6 Give three examples of condensation reactions that occur i

6. Give three examples of condensation reactions that occur in the cell to form polymeric macromolecules from monomeric precursors. For one of these examples, draw the structure of the reactants (before the reaction) and the product (after the reaction).

10. What are the main noncovalent interactions that hold molecules together? Explain how these noncovalent interactions are important to allow molecules to bind to each other.

12. You are working in a lab and studying the characteristics of a particular protein. You have paid for a commercial company to synthesize the protein for you. Somehow, they have mistaken your instructions and synthesized it with the amino acids in the reverse order. A friend of yours says that since the same amino acids were used, it should be fine to characterize this protein. What do you think?

Solution

10.There are four main types of noncovalent bonds in biological systems: hydrogen bonds, ionic bonds, van der Waals interactions, and hydrophobic bonds.

A Hydrogen bond is a noncovalent bond between an electronegative atom (commonly oxygen or nitrogen) and a hydrogen atom covalently bonded to another electronegative atom. They are Particularly important in stabilizing the three-dimensional structure of proteins and formation of base pairs in nucleic acids.Hydrogen bonds among water molecules are largely responsible for the properties of both liquid water and the crystalline solid form (ice). An important feature of all hydrogen bonds is directionality. In the strongest hydrogen bonds, the donor atom, the hydrogen atom, and the acceptor atom all lie in a straight line. Nonlinear hydrogen bonds are weaker than linear ones; still, multiple nonlinear hydrogen bonds help to stabilize the three-dimensional structures of many proteins. It is only because of the aggregate strength of multiple hydrogen bonds that they play a central role in the architecture of large biological molecules in aqueous solutions

Ionic bonds result from the electrostatic attraction between the positive and negative charges of ions. In aqueous solutions, simple ions of biological significance, such as Na+, K+, Ca2+, Mg2+, and Cl, do not exist as free, isolated entities. Instead, each is surrounded by a stable, tightly held shell of water molecules. An ionic interaction occurs between the ion and the oppositely charged end of the water dipole.

Ions play an important biological role when they pass through narrow, protein-lined pores, or channels, in membranes. For example, ionic movements through membranes are essential for the conduction of nerve impulses and for the stimulation of muscle contraction.

Vander wauls interaction is A weak noncovalent attraction due to small, transient asymmetric electron distributions around atoms (dipoles).

Van der Waals interactions, involving either transient induced or permanent electric dipoles, occur in all types of molecules, both polar and nonpolar. In particular, van der Waals interactions are responsible for the cohesion between molecules of nonpolar liquids and solids, such as heptane, CH3—(CH2)5—CH3, that cannot form hydrogen bonds or ionic interactions with other molecules. When these stronger interactions are present, they override most of the influence of van der Waals interactions. Heptane, however, would be a gas if van der Waals interactions could not form.

Hydrophobic bonds occur between nonpolar molecules, such as hydrocarbons, in an aqueous environment. Hydrophobic bonds result mainly because aggregation of the hydrophobic molecules necessitates less organization of water into “cages” (and, hence, less reduction in entropy) than if many cages of water molecules had to surround individual hydrophobic molecules.

Activity 1 >>
Copy the stretch of the cell biology homework text from "10.There are four" through "and hydrophobic bonds.".
Activity 2 >>
In the cell biology homework text, what are the four main types of noncovalent bonds in biological systems?

Saved entries >>
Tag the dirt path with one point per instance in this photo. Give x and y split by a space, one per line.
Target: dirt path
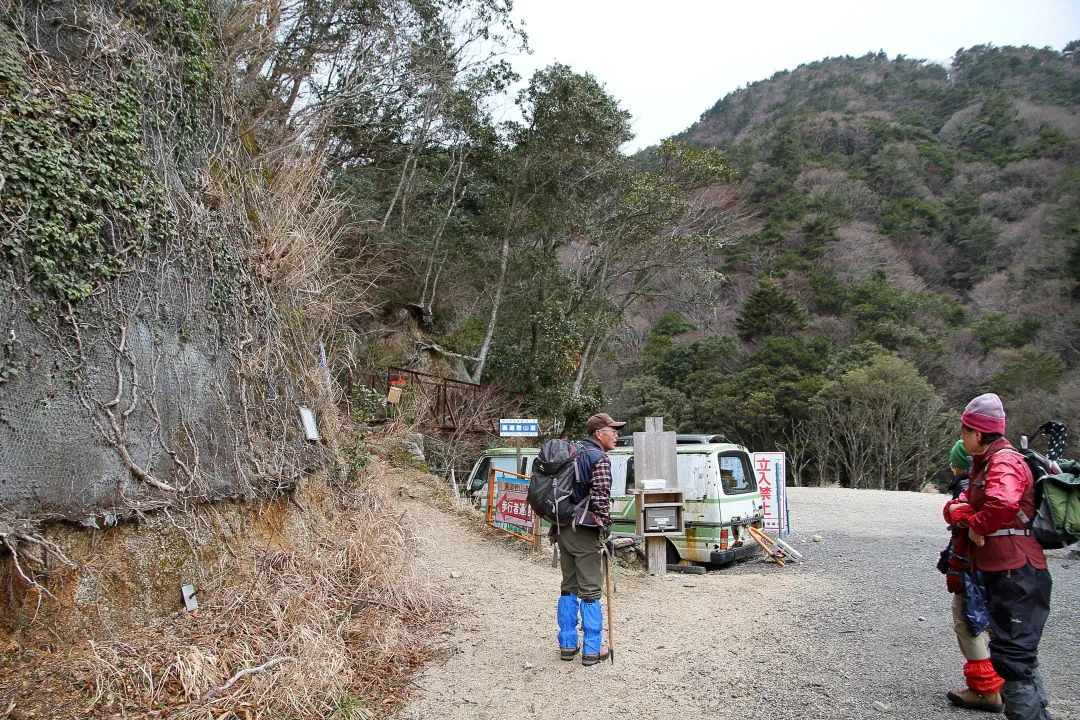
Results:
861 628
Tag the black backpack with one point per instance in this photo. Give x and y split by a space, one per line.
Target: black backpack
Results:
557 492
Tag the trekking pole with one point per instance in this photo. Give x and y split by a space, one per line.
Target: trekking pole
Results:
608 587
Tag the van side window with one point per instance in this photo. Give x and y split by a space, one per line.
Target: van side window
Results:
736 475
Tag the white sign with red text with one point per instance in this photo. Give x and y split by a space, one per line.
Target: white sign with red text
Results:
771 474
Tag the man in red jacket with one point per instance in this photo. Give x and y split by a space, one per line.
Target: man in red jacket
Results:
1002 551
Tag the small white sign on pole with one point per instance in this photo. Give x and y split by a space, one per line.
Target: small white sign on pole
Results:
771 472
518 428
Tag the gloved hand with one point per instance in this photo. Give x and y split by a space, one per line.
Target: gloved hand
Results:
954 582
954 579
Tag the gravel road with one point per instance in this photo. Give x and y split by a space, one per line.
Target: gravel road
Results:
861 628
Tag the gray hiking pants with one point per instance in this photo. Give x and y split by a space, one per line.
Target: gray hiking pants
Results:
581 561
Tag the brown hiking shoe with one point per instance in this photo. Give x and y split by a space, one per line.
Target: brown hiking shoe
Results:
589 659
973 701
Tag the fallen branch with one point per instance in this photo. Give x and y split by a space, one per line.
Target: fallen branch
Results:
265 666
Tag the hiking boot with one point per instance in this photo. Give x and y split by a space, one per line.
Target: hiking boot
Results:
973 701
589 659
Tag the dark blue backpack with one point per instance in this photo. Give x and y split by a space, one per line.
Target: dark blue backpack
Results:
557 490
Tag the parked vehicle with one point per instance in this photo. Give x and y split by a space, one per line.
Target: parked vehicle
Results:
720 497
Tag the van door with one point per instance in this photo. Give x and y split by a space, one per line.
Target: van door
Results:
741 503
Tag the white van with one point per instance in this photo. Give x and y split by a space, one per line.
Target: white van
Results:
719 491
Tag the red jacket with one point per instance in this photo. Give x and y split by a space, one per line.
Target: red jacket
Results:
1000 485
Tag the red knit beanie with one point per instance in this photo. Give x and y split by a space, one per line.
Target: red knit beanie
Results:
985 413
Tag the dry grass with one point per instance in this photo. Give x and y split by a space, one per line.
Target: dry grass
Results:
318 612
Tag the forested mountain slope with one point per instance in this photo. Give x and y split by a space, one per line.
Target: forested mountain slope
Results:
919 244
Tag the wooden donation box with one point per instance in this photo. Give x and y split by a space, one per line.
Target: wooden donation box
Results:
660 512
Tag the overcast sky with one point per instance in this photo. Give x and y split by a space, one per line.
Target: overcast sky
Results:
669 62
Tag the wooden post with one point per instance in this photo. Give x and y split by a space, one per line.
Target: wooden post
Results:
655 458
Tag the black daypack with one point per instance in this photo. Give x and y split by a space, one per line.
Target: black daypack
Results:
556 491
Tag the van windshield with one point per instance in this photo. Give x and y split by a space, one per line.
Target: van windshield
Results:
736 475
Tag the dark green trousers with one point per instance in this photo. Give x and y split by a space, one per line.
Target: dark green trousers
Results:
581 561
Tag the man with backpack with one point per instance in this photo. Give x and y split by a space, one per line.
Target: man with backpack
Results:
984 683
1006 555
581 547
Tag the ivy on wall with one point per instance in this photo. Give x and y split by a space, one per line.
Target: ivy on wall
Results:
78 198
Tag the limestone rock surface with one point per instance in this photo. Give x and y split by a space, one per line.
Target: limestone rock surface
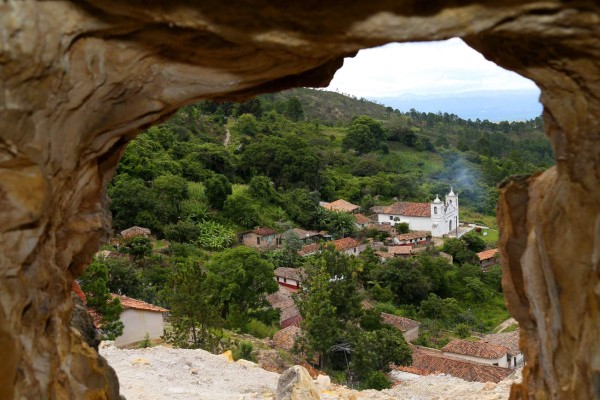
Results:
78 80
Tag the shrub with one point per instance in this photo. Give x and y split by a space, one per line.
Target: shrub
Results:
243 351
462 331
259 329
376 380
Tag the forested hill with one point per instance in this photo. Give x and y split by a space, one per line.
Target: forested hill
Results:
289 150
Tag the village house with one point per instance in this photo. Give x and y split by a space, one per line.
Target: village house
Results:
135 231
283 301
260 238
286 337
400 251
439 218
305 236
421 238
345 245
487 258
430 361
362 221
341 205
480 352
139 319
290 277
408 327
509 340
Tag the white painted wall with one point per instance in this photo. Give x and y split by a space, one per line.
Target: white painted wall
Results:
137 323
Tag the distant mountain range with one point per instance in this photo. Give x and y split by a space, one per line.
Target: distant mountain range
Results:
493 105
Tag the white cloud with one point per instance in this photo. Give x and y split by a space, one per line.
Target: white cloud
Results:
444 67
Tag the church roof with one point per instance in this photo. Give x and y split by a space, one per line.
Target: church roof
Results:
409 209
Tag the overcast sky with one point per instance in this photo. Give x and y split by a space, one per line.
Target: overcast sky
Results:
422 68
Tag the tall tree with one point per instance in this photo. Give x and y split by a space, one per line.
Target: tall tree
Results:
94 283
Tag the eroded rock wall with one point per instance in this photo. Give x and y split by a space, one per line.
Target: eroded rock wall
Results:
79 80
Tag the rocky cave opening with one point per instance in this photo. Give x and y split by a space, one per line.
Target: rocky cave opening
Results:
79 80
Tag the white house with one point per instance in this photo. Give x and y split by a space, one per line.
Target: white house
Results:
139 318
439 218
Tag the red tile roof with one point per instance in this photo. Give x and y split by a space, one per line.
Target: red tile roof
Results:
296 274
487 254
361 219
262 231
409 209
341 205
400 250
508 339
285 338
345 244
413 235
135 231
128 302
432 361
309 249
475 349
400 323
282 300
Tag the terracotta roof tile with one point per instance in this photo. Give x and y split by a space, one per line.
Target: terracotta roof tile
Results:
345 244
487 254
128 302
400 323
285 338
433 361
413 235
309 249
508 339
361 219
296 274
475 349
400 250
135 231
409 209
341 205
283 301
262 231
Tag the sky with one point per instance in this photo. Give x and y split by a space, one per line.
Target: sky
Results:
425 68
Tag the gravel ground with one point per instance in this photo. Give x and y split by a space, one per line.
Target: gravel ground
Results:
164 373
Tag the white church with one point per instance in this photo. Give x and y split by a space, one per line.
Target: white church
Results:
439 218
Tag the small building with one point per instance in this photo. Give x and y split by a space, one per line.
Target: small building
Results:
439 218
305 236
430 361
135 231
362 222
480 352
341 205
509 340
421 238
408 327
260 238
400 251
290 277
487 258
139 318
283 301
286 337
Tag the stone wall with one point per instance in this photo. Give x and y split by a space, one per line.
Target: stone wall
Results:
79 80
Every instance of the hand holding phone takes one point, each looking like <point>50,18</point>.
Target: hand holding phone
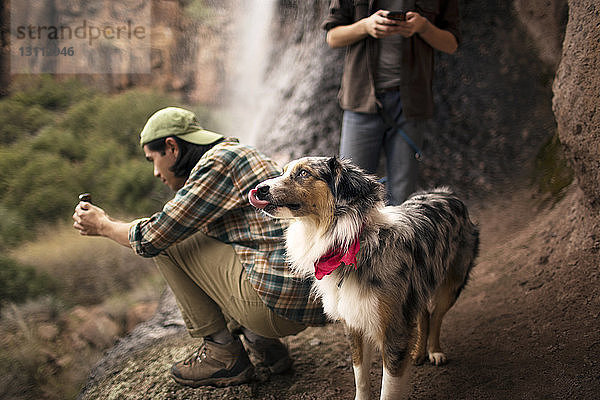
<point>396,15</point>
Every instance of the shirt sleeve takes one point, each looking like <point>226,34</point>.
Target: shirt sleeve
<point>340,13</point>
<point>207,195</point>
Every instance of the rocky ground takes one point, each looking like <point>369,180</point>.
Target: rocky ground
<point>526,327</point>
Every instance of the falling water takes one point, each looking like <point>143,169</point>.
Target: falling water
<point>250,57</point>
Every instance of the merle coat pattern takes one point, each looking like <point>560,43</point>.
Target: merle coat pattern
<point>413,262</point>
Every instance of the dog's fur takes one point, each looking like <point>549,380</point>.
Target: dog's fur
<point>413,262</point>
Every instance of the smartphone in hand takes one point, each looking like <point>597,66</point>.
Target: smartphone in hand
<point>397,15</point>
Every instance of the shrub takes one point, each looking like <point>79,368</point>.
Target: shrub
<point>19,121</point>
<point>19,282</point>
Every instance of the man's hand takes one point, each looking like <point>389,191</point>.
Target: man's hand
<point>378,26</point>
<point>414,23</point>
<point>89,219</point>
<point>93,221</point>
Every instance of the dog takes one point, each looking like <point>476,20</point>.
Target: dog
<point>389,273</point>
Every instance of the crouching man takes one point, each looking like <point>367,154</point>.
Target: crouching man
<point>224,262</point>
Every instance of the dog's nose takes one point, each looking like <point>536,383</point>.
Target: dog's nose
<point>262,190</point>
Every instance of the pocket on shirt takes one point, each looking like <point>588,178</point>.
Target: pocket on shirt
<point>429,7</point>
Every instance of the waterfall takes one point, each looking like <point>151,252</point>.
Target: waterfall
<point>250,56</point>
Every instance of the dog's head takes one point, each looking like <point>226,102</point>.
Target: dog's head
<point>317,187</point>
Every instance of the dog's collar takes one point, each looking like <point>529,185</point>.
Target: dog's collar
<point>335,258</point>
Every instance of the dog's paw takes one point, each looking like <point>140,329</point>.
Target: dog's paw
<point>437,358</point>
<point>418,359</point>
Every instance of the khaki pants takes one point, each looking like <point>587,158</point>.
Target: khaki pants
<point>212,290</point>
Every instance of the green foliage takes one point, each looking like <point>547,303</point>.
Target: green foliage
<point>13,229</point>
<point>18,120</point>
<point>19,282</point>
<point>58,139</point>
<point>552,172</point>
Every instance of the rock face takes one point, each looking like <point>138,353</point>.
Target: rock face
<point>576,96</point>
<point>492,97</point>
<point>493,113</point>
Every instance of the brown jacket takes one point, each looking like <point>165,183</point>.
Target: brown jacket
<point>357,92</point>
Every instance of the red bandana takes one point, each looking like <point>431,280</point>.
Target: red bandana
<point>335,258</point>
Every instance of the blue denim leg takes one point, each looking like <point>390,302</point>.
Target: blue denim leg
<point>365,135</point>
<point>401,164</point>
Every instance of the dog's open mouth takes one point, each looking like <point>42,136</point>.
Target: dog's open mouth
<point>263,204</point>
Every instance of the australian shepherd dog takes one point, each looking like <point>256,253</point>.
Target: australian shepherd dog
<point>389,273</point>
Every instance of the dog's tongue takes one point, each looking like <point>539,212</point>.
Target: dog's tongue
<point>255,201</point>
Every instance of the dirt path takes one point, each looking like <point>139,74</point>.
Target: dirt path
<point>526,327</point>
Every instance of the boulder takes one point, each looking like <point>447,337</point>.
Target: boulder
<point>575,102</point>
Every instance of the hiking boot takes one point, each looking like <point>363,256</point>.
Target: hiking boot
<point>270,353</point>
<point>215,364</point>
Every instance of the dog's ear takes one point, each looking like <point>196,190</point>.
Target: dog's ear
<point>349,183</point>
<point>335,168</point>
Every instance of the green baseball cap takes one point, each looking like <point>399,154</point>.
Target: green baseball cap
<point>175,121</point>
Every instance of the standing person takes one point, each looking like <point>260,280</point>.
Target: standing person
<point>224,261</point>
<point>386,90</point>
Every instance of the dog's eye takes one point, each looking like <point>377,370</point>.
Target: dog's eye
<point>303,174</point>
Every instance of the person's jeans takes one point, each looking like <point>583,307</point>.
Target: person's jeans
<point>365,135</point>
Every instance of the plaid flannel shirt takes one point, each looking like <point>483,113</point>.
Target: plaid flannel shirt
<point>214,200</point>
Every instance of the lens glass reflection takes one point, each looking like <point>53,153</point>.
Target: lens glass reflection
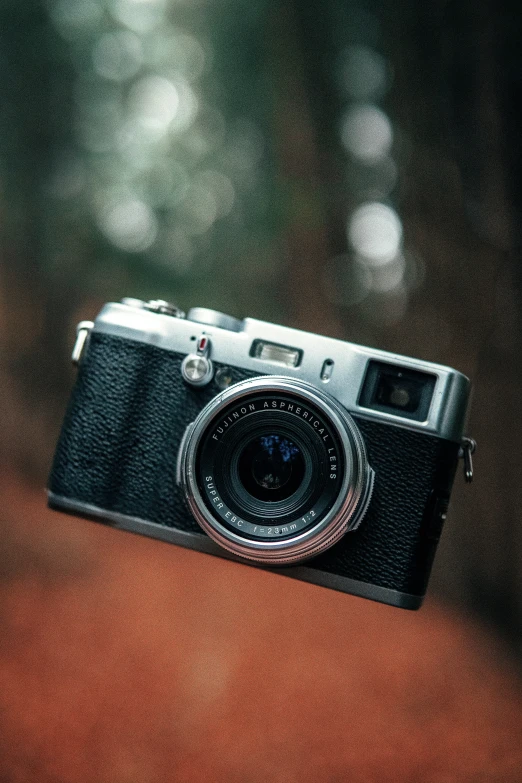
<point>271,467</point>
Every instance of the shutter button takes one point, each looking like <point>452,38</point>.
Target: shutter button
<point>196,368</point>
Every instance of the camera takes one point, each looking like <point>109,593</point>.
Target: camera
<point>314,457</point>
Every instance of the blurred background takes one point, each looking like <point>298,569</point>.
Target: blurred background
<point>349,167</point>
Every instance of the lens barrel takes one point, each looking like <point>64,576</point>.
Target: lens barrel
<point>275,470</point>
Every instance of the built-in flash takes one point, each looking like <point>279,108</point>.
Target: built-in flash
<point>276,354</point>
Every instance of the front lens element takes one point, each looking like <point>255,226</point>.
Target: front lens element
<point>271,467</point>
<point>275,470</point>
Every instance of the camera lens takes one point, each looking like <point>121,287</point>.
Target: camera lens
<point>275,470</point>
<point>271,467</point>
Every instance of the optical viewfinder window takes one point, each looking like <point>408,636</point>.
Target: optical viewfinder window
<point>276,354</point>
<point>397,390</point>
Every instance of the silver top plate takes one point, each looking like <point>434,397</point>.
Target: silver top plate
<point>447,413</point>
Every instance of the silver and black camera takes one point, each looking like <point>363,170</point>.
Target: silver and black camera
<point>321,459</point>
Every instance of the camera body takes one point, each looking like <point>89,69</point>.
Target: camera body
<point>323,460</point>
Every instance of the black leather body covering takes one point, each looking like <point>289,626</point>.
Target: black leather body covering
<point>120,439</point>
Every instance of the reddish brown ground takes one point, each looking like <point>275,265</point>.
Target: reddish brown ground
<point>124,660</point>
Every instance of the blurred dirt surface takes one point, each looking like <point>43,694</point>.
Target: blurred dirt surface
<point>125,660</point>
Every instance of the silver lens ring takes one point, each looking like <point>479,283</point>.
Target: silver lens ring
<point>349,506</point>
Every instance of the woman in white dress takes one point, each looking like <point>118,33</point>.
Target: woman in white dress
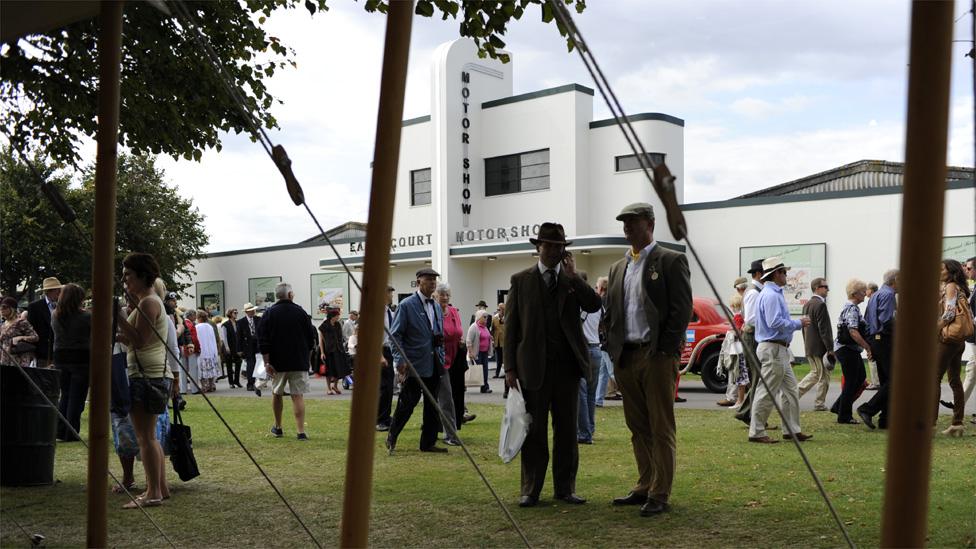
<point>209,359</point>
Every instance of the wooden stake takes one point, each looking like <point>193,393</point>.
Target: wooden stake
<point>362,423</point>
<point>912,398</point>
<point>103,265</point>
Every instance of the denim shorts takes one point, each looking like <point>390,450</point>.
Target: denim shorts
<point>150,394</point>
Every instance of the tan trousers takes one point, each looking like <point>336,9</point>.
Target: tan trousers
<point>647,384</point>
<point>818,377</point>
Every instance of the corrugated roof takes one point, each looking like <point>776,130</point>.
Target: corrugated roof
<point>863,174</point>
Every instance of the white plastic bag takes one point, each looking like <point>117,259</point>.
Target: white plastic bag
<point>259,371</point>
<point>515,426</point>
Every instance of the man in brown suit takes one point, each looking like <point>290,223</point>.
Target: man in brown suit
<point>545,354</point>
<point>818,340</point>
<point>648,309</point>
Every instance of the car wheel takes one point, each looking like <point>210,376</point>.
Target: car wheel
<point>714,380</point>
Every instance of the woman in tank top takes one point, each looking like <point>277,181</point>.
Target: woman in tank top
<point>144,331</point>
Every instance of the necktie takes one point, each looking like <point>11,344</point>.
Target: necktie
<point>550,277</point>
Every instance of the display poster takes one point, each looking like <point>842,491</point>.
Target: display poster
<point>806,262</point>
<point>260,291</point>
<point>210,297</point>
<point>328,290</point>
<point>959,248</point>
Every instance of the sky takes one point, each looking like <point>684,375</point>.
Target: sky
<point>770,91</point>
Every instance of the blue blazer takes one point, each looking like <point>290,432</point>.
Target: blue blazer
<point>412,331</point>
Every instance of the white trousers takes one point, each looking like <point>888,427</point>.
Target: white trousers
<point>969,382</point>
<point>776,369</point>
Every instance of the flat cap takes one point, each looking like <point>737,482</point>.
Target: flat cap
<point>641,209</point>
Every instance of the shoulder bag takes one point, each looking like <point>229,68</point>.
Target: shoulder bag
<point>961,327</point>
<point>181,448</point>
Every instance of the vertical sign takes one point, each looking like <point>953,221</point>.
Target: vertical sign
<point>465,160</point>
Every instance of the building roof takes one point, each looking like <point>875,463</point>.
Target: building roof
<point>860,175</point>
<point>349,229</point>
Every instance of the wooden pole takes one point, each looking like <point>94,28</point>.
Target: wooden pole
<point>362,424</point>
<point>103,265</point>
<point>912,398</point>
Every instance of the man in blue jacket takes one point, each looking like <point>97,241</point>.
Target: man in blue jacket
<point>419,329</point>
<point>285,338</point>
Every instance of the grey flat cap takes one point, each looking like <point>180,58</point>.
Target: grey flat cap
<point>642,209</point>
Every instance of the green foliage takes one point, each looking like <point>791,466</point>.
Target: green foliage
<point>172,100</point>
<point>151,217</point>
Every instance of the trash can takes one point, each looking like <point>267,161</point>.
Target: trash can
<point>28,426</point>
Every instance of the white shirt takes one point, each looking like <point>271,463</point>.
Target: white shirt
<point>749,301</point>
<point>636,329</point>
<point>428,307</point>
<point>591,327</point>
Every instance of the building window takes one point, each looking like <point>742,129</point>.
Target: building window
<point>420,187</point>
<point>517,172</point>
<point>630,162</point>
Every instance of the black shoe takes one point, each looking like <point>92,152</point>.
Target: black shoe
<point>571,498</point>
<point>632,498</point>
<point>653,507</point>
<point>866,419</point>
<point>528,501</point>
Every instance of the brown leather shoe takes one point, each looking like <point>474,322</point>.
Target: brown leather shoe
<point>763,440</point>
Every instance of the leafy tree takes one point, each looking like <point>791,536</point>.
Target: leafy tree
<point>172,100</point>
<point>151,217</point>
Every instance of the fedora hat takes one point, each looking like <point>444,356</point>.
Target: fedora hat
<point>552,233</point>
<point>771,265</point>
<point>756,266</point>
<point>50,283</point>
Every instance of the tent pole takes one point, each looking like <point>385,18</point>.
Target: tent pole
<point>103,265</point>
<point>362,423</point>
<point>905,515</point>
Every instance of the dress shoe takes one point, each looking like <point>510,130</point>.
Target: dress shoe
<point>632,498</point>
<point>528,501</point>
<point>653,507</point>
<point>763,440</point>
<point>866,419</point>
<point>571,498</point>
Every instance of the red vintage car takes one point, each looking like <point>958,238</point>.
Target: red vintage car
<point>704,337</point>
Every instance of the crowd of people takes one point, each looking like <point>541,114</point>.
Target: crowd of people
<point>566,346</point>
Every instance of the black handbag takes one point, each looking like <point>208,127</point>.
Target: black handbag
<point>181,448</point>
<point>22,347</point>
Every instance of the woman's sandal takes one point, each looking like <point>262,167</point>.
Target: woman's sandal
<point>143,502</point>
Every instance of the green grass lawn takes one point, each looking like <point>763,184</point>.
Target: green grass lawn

Response 1 >>
10.There are four main types of noncovalent bonds in biological systems: hydrogen bonds, ionic bonds, van der Waals interactions, and hydrophobic bonds.

Response 2 >>
Hydrogen bonds, ionic bonds, van der Waals interactions, and hydrophobic bonds.